Would you count how many lines of the material below hold the string "image"? Give only the number.

(Input material)

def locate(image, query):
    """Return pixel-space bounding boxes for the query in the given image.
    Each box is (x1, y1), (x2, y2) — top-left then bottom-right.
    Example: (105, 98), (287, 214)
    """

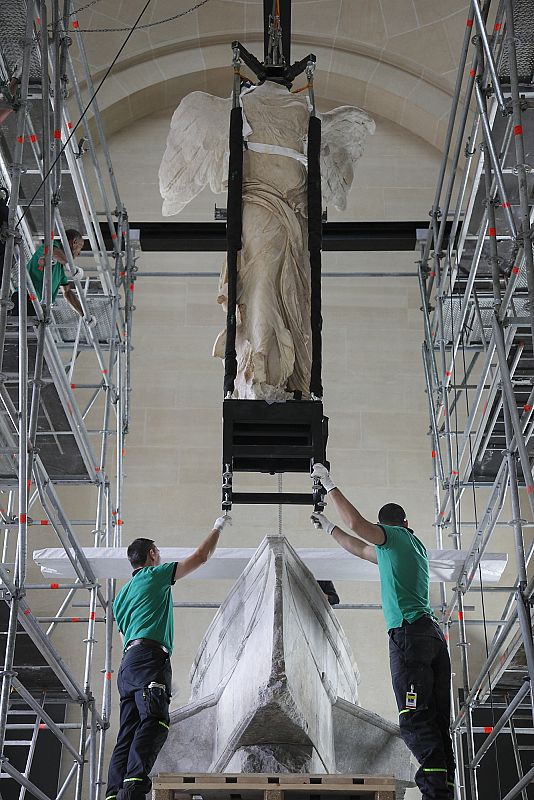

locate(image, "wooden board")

(End Input material)
(Input material)

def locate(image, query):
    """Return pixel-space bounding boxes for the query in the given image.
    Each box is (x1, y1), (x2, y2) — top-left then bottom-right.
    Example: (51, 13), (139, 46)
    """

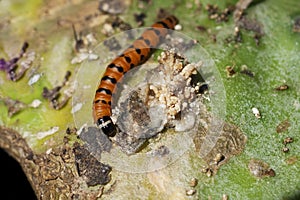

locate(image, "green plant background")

(End Input material)
(Input material)

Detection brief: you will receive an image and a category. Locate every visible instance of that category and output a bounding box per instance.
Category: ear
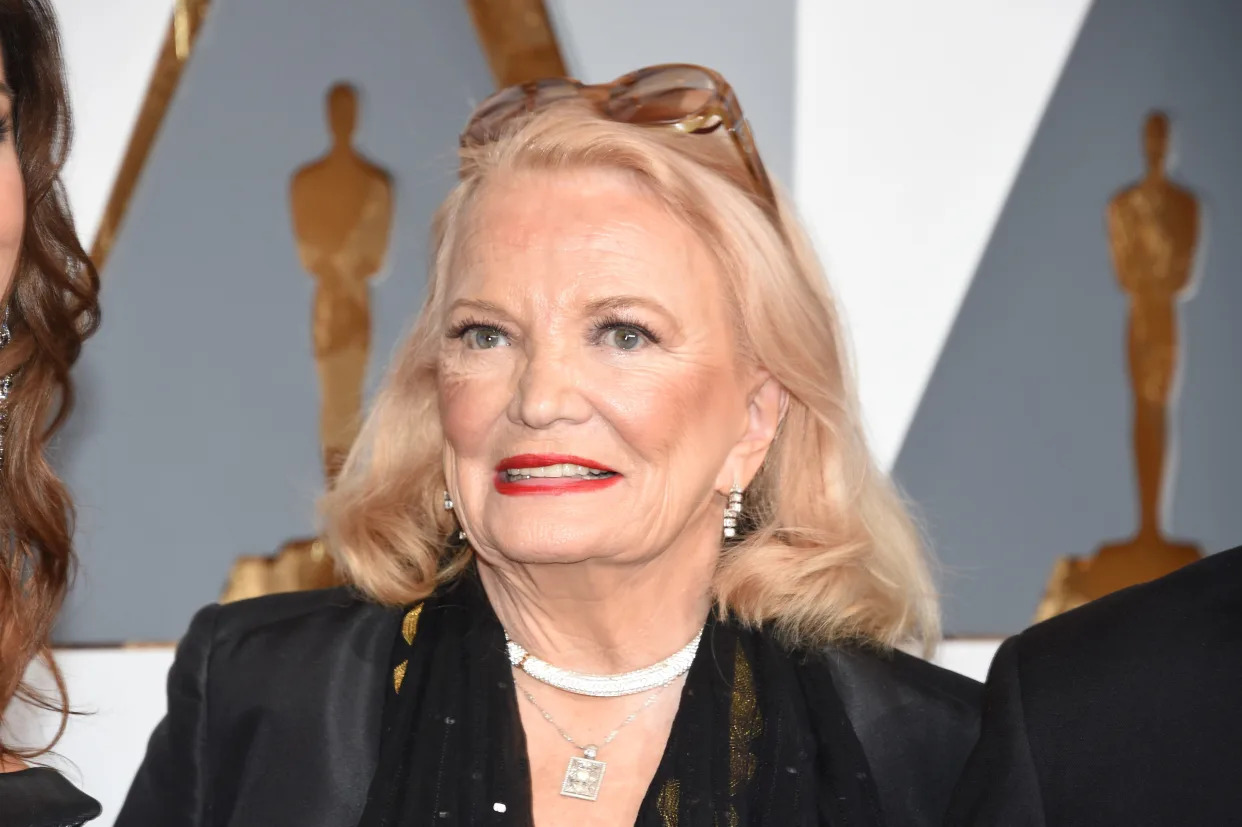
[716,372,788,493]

(End Input material)

▶ _Solution to this problem_
7